### [Aim of the exercise]
Format the rows from the line with "Annotate the image above for the object class jersey placket." to the line with "[249,147,346,193]", including both, as a two-column CSV with the headers label_text and box_output. Give one CSV line per row, holding its text and its answer, each in one quoted field, with line breaks turned into spaces.

Entries from an annotation dataset:
· · · ·

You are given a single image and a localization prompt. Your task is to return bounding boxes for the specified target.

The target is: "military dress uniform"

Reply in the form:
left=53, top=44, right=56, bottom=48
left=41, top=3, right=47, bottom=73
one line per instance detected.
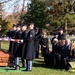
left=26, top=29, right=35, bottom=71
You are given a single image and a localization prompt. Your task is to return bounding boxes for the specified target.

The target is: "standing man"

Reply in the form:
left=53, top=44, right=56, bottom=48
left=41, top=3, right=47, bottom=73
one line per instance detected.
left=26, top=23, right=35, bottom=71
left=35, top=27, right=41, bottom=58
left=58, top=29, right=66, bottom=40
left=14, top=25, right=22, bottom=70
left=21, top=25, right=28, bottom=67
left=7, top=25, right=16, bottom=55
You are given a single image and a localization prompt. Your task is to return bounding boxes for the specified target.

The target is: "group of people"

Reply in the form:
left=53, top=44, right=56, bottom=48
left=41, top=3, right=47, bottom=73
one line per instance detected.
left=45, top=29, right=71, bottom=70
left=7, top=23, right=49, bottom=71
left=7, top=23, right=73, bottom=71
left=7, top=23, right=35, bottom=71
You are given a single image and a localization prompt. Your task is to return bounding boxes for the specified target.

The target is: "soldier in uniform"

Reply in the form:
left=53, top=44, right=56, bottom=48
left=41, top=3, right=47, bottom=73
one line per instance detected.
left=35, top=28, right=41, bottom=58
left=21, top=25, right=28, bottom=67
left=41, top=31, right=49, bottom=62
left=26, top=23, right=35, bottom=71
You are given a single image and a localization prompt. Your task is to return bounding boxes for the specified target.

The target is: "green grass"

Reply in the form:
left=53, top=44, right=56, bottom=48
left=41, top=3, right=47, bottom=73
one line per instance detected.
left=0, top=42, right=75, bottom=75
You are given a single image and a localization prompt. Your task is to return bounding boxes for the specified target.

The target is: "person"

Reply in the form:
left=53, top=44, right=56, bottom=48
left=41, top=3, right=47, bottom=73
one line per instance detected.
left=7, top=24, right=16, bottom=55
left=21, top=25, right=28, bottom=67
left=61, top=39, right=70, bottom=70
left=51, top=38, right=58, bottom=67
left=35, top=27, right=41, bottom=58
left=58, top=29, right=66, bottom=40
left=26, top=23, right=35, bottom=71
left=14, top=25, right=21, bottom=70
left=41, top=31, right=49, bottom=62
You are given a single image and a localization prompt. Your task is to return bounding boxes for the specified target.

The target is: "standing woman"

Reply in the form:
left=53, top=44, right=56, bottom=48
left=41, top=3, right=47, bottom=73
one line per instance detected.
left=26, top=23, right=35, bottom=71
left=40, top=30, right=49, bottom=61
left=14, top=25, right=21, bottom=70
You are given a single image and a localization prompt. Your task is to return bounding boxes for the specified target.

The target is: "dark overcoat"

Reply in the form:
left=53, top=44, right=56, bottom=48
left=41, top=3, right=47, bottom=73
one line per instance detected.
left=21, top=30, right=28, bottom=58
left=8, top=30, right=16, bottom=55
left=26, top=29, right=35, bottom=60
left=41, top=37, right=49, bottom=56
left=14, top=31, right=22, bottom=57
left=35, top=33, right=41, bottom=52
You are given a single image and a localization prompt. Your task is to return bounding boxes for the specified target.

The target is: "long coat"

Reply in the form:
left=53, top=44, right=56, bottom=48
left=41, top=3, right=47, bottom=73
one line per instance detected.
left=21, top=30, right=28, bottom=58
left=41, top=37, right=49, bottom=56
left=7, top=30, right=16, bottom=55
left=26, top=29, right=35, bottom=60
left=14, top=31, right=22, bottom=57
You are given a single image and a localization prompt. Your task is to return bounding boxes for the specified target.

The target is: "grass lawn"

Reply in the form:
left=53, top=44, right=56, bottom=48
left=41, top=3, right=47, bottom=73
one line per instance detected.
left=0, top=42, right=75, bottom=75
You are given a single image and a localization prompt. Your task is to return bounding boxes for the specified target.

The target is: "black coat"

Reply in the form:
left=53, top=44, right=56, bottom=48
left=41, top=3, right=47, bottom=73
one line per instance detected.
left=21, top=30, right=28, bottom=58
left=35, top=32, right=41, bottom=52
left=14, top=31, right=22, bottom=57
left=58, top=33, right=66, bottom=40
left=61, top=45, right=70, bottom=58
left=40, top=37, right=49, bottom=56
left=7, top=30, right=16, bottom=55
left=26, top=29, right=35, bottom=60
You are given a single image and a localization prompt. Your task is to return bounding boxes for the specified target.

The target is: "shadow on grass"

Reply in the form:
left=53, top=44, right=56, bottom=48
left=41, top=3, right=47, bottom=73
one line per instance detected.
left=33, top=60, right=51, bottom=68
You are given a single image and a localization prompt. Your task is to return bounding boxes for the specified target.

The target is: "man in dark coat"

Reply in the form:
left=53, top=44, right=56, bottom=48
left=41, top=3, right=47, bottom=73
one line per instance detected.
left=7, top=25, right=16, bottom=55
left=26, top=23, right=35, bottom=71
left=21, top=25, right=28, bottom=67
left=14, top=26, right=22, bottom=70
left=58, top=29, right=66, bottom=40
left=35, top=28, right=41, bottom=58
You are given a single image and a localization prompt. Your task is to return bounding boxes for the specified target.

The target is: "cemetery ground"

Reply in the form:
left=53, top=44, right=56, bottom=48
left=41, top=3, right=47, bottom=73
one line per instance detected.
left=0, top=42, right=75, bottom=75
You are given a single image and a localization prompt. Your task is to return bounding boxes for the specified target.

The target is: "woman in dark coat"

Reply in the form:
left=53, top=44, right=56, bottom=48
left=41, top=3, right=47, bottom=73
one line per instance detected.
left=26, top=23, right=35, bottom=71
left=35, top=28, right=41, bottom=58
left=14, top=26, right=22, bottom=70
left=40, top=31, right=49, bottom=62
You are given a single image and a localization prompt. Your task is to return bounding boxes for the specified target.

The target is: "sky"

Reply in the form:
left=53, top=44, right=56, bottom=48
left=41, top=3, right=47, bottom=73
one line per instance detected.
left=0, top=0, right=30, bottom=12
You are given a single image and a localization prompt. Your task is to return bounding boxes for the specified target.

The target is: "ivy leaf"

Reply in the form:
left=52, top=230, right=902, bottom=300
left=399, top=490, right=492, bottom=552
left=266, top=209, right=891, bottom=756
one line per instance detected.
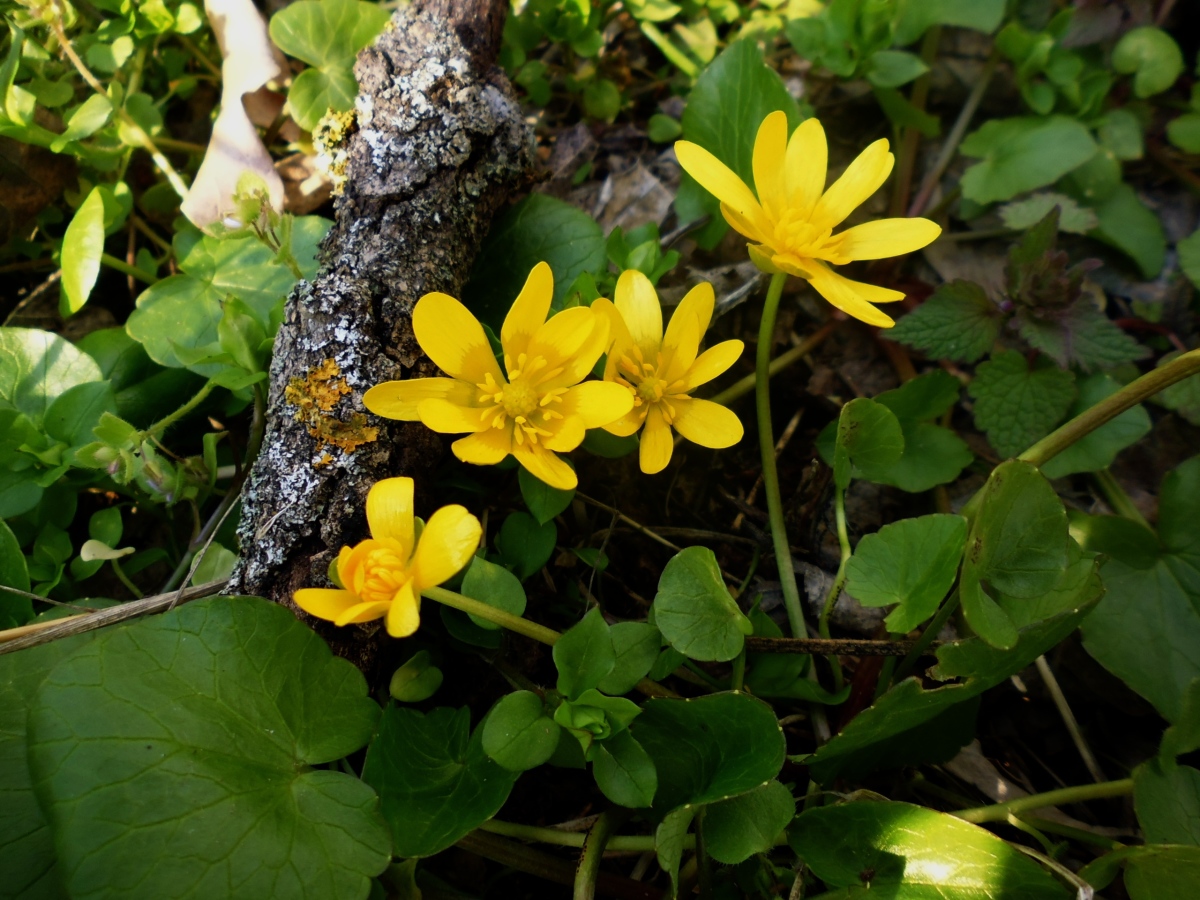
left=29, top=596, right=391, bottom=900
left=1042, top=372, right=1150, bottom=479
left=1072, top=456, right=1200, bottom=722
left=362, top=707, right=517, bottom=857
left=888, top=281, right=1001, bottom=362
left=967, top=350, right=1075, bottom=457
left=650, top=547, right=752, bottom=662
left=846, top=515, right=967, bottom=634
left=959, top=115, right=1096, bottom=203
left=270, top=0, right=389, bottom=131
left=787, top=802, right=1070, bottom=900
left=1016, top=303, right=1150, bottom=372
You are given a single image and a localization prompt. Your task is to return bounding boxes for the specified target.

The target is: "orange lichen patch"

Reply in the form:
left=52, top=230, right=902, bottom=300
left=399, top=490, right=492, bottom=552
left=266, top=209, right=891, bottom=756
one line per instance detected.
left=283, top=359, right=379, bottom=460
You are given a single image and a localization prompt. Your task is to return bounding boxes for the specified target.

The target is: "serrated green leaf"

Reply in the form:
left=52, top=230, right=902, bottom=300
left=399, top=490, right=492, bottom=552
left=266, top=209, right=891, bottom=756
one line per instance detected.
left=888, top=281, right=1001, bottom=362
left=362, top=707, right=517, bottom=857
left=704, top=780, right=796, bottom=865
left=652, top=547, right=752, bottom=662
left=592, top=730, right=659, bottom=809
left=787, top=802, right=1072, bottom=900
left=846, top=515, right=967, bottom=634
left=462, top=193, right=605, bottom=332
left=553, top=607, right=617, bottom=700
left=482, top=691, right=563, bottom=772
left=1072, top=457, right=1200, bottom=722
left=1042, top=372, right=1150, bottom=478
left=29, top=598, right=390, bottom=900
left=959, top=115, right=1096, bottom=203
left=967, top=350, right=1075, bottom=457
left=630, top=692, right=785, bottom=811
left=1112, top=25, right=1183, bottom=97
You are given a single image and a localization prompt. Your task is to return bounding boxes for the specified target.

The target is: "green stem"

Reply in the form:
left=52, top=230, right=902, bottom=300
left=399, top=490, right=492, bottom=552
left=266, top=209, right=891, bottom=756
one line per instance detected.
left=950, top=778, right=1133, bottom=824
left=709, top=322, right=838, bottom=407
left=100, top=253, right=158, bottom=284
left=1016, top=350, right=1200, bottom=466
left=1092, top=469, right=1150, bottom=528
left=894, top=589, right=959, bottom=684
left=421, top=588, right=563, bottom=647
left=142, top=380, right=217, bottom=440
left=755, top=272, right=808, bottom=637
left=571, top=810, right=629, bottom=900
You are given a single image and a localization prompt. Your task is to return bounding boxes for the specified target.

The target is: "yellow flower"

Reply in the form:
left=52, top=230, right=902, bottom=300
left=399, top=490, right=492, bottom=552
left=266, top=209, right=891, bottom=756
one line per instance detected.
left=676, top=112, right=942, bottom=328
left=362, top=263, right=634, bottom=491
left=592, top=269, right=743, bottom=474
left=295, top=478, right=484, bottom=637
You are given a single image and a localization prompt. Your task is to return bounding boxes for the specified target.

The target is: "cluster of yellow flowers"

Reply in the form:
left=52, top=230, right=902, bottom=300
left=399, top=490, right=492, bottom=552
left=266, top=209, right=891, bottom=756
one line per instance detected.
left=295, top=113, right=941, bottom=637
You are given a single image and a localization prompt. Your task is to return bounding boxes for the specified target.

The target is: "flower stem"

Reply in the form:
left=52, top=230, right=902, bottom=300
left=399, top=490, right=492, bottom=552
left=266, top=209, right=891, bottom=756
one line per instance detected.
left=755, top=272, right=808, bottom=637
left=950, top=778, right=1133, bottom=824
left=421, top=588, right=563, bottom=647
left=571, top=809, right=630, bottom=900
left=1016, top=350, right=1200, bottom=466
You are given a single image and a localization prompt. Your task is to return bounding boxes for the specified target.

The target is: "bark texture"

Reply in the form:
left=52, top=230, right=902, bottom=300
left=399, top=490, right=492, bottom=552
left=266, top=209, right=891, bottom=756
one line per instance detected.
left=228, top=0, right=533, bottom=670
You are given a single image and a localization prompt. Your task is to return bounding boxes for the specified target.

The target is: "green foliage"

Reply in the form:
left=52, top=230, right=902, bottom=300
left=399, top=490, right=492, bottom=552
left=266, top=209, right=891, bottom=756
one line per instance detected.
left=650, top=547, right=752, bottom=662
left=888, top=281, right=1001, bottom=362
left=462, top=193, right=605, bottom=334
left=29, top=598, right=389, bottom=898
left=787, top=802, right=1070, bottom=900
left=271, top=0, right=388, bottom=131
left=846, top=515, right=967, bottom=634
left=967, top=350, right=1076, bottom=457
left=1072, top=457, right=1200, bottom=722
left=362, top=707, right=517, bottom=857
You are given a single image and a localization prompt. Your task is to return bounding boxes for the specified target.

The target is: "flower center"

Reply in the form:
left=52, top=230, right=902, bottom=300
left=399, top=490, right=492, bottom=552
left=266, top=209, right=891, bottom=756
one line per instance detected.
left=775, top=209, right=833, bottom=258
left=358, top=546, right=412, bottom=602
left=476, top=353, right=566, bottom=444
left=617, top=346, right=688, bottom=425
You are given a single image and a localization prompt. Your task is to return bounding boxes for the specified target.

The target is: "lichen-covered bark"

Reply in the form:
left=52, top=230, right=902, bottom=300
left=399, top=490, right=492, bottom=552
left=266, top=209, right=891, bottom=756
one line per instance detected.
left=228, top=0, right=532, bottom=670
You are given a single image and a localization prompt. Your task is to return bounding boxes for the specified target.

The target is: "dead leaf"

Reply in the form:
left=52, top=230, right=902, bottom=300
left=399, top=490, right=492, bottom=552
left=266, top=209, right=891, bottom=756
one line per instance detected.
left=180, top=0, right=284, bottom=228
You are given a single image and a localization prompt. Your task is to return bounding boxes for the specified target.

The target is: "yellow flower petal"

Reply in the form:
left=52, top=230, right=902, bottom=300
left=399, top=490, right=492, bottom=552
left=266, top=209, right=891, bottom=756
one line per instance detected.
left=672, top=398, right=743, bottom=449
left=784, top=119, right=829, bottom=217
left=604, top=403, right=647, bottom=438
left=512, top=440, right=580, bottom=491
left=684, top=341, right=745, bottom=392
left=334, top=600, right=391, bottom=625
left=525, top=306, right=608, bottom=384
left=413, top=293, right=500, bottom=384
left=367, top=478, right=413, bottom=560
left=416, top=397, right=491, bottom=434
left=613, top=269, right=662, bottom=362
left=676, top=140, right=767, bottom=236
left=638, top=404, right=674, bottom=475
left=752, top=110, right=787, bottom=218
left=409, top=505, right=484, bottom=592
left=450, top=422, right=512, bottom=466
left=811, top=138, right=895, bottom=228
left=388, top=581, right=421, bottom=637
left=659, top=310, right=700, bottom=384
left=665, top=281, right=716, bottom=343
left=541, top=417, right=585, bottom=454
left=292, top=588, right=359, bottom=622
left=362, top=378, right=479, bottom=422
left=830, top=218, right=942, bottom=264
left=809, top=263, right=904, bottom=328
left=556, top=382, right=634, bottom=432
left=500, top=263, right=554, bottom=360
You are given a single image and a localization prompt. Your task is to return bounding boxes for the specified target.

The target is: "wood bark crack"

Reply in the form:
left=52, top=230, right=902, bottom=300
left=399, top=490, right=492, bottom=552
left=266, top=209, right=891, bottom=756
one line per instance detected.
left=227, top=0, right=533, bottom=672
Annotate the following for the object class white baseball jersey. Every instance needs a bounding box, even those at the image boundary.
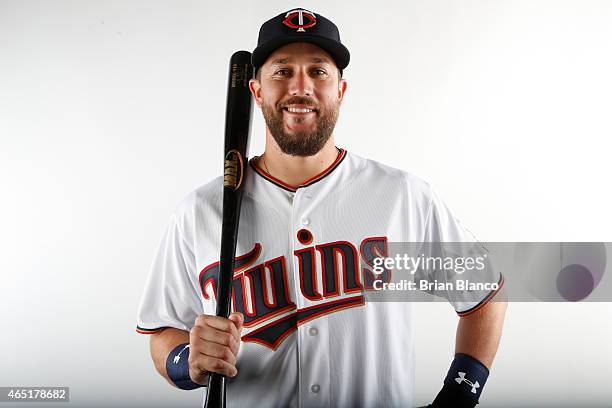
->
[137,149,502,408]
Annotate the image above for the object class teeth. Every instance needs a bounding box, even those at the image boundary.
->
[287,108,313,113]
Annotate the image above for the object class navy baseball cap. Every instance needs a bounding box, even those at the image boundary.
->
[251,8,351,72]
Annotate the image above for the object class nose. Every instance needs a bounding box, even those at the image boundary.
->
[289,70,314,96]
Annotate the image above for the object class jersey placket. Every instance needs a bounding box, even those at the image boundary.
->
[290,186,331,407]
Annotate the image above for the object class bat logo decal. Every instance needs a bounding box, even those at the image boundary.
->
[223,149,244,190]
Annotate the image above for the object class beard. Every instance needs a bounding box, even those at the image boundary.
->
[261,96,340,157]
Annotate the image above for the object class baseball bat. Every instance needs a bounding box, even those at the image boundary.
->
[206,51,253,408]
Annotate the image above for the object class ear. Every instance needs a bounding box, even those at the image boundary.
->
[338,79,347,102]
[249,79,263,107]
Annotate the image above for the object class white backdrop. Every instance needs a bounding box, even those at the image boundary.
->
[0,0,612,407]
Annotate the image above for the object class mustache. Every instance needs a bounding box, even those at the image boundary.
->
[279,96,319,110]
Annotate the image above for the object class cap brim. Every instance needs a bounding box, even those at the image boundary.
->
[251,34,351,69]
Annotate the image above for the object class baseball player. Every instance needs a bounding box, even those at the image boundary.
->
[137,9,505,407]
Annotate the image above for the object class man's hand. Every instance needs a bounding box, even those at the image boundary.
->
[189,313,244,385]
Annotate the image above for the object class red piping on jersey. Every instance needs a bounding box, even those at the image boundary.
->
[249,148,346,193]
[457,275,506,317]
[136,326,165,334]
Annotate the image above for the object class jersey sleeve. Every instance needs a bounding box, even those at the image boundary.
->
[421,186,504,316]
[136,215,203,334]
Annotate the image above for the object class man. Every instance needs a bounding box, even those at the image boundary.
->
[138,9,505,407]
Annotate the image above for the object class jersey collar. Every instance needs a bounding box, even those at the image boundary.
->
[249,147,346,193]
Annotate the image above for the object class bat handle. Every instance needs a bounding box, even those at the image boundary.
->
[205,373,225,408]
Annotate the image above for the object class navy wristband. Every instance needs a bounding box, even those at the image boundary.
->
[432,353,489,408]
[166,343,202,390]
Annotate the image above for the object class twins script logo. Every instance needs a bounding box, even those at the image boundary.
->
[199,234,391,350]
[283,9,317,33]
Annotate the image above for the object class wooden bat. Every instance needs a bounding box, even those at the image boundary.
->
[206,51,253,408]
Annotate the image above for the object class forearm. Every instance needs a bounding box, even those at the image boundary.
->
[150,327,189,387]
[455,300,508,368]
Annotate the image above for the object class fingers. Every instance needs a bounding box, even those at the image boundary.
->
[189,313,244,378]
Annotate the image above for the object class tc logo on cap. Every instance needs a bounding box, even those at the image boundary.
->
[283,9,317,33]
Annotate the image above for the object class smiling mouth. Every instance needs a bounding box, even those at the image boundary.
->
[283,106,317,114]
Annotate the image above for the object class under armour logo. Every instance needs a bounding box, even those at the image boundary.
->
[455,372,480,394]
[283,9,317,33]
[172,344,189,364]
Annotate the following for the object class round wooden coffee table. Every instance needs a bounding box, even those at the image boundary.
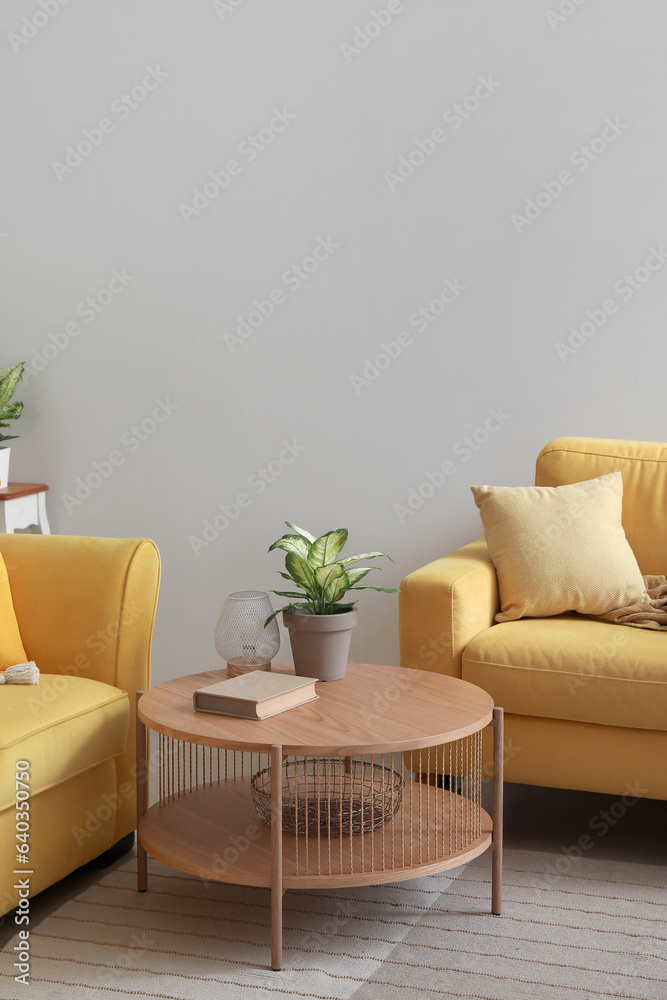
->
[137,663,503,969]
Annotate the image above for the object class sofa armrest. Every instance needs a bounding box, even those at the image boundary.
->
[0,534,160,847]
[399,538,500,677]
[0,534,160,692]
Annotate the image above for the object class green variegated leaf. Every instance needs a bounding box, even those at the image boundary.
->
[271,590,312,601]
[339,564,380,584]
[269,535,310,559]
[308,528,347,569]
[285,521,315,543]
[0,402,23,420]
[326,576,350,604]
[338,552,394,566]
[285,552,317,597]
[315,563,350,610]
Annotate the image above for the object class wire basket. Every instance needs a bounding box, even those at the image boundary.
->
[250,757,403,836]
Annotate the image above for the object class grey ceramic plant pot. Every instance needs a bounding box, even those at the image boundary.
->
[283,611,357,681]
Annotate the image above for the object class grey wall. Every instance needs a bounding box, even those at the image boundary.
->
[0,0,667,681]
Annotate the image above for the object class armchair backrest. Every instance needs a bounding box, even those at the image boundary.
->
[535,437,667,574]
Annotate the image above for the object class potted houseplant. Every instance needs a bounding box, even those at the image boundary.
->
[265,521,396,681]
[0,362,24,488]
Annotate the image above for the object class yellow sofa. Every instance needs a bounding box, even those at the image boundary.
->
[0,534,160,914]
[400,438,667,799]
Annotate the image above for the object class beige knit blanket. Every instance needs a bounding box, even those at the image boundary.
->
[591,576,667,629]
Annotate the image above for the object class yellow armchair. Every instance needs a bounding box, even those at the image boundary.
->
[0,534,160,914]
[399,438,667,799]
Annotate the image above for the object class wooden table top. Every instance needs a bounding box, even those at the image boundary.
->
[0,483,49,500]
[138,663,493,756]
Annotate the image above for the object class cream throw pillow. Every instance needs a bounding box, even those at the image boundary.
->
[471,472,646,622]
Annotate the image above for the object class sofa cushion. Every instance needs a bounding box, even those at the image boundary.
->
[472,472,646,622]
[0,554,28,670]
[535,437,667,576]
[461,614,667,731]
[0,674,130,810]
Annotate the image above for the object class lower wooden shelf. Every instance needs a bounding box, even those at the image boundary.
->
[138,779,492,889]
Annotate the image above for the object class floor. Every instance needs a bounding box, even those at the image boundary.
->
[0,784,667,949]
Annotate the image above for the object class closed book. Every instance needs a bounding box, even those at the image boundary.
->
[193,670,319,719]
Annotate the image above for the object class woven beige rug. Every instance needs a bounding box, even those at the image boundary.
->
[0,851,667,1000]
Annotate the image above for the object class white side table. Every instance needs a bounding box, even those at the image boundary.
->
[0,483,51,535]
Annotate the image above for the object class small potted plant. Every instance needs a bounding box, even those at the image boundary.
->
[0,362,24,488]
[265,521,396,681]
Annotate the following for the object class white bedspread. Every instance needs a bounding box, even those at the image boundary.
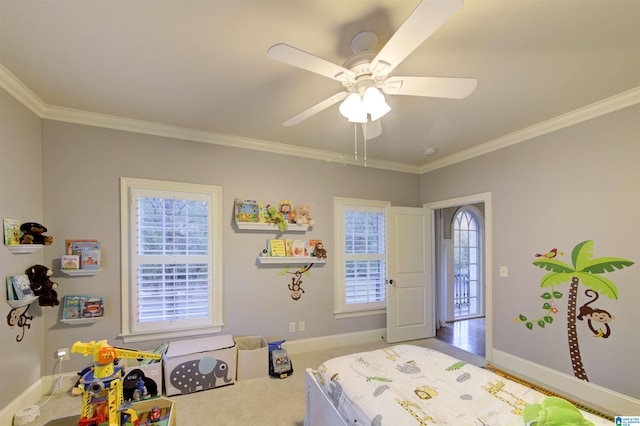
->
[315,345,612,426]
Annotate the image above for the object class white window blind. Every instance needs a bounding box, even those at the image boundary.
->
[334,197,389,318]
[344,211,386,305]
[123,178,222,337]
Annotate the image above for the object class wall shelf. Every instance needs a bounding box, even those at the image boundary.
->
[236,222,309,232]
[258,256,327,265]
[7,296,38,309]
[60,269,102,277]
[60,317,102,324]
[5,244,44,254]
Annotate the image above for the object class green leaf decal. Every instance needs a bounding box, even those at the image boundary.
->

· · · ·

### [Written answer]
label_text,box_output
"Annotate the image above for the object class jersey placket. Every instance needs a bounding box, even those at the image boundary. ->","[290,186,331,407]"
"Annotate the image above for the object class bat logo decal. Every instance needs a bounding box, even those at the image boundary. ->","[223,149,244,190]"
"Annotate the image above for the object class beard. Every instance needs a bounding box, even those at the image boundary. ->","[261,96,340,157]"
"Annotate the image above for the object class baseball bat. Every instance needs a bounding box, even those at the image boundary. ->","[206,51,253,408]"
"Annotate the image above for the object class ear. Every instance needs a bounding box, even those at the image boundary. ->","[338,79,347,102] [249,79,263,107]"
"Annotate the image above for the object class white backdrop. Every instance needs a bounding box, even those at the image boundary. ->","[0,0,612,407]"
"Annotate the image above for the object class mustache. Every instance needs a bounding box, even those at the image boundary. ->","[279,96,319,110]"
"Annotate the image above for the object class cap brim. Every instance needs a bounding box, even those at the image boundary. ->","[251,34,351,69]"
"Annotate the image above for the object class baseball player. Every instance needs a bounding box, even those at the image boundary. ->","[137,9,505,407]"
"Annotate the image above for the object class man's hand. Every instance needs a bounding box, even those at the image boundary. ->","[189,313,244,385]"
"Annotate the image above for the object class red piping on jersey. Every instance needs a bounding box, even those at the image boundary. ->","[249,148,346,193] [457,275,506,317] [136,326,165,334]"
"Annotate the image above for the object class jersey sleeve. Every instance needs a bounding box, even those at the image boundary. ->","[421,186,504,316] [136,215,203,334]"
"Annotate the image above for the object class man. Every instance needs a bounding box, even those at the image boundary. ->","[138,9,505,407]"
"Annotate the image above for the object class jersey collar. Every instance needs a bounding box, even those at the image boundary. ->","[249,147,346,193]"